-- Begin Provided records --

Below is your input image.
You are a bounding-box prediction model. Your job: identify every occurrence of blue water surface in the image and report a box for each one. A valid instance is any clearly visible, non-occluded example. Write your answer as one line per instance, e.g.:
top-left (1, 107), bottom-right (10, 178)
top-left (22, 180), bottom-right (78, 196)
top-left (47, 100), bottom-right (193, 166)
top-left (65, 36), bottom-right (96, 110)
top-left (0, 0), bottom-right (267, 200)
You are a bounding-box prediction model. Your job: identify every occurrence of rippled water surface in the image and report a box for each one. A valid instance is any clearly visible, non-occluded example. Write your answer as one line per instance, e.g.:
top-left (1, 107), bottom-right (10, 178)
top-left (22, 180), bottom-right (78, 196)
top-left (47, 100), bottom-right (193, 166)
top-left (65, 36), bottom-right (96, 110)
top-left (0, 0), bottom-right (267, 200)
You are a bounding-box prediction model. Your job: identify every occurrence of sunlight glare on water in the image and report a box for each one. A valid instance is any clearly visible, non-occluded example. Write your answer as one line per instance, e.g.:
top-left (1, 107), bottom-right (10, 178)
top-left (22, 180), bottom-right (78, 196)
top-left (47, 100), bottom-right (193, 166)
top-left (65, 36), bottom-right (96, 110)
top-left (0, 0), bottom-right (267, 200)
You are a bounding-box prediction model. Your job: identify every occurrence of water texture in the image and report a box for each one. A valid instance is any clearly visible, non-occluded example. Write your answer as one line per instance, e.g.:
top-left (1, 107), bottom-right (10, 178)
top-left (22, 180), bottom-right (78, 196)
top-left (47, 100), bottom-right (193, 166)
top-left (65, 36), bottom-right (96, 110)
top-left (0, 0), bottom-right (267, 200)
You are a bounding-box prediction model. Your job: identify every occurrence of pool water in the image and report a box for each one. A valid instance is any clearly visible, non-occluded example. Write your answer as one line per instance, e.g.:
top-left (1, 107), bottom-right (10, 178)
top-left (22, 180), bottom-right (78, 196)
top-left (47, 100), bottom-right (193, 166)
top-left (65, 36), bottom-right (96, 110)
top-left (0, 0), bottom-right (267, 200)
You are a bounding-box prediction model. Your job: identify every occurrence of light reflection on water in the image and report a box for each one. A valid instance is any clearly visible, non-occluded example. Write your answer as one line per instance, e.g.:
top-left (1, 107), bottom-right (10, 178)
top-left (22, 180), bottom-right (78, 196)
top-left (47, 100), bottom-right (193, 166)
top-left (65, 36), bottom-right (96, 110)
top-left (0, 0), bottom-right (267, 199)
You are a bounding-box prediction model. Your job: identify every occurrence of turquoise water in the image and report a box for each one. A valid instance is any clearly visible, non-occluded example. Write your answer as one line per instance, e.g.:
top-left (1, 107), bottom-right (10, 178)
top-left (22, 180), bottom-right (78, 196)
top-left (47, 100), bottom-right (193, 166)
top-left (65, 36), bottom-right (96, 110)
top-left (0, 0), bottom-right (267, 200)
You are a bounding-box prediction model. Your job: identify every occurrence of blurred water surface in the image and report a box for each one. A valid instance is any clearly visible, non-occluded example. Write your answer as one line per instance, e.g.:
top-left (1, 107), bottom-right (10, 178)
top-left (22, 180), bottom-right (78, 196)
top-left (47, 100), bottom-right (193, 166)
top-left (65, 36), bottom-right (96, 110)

-- End Provided records --

Goal of the exercise:
Extract each line in the entries above that contains the string "clearly".

Complete response:
You are a bounding-box prediction model. Your job: identify every occurrence of blue water surface in the image and report a box for each one. A valid instance is any clearly visible, non-occluded example. Write your answer as one line per instance, e.g.:
You are a bounding-box prediction model. Your job: identify every occurrence of rippled water surface in the image and report a box for each one. A valid instance is any clearly visible, non-occluded example. Write your answer as one line per instance, e.g.:
You are a bounding-box prediction model. Your job: identify every occurrence of sunlight glare on water in the image and report a box for each one. A valid instance is any clearly visible, non-occluded example. Write your answer as one line per instance, e.g.:
You are a bounding-box prediction model. Your job: identify every occurrence of water texture in the image and report a box for each one. A valid instance is any clearly visible, non-occluded example. Write your answer as one line per instance, e.g.:
You are a bounding-box prediction model. Your job: identify every occurrence of pool water in the image and report a box for each one. A valid instance is any clearly visible, non-occluded example. Write your answer as one line per instance, e.g.:
You are a bounding-box prediction model. Your job: identify every occurrence of light reflection on water in the image and report a box for each one. A valid instance is any clearly visible, non-occluded example. Write your answer as one line per instance, e.g.:
You are a bounding-box prediction model. Your job: identify every occurrence of turquoise water in the image and report a box for each one. A valid instance is any clearly visible, non-occluded example. Write your answer as one line per instance, e.g.:
You are a bounding-box prediction model. Your job: identify every occurrence of blurred water surface in the image and report a box for each one. A valid instance is any clearly visible, non-occluded example. Write your answer as one line per instance, e.g.:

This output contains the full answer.